** BEGIN DATA ENTRIES **

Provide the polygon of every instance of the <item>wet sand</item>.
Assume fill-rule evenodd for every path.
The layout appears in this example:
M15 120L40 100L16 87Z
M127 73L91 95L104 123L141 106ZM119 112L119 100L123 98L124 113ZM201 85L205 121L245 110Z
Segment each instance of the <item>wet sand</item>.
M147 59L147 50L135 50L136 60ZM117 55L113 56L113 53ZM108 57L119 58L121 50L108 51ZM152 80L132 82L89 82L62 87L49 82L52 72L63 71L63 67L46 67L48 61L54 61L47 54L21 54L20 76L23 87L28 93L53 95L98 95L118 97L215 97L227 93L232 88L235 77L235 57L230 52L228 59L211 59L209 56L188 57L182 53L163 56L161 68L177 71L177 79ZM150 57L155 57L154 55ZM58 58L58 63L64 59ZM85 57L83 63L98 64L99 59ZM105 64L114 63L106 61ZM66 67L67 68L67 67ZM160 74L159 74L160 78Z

** END DATA ENTRIES **

▶ **TASK OBJECTIVE**
Set out every line of the items above as a numbered list, leaving out any blank lines.

▶ **ANSWER TO THE EXERCISE**
1. Provide the polygon of every instance of the <item>wet sand</item>.
2. Assume fill-rule evenodd for every path.
3. The layout appears in this example:
4. M15 120L40 100L16 87Z
5. M127 73L91 95L104 123L141 106ZM119 112L119 100L123 98L124 113ZM201 85L205 121L245 110Z
6. Segment each instance of the <item>wet sand</item>.
7. M147 59L147 50L135 50L136 60ZM117 55L113 56L113 53ZM108 57L119 58L121 50L108 51ZM152 80L132 82L89 82L62 87L49 82L52 72L63 71L63 67L46 67L48 61L54 61L47 54L21 54L20 76L23 87L28 93L53 95L98 95L118 97L215 97L227 93L232 88L235 77L235 57L230 52L228 59L211 59L209 56L188 57L182 53L163 56L161 68L177 71L177 79ZM150 57L155 57L154 55ZM58 58L58 63L64 59ZM85 57L83 63L98 64L99 59ZM105 64L114 63L106 61ZM66 67L67 68L67 67ZM160 74L159 74L160 78Z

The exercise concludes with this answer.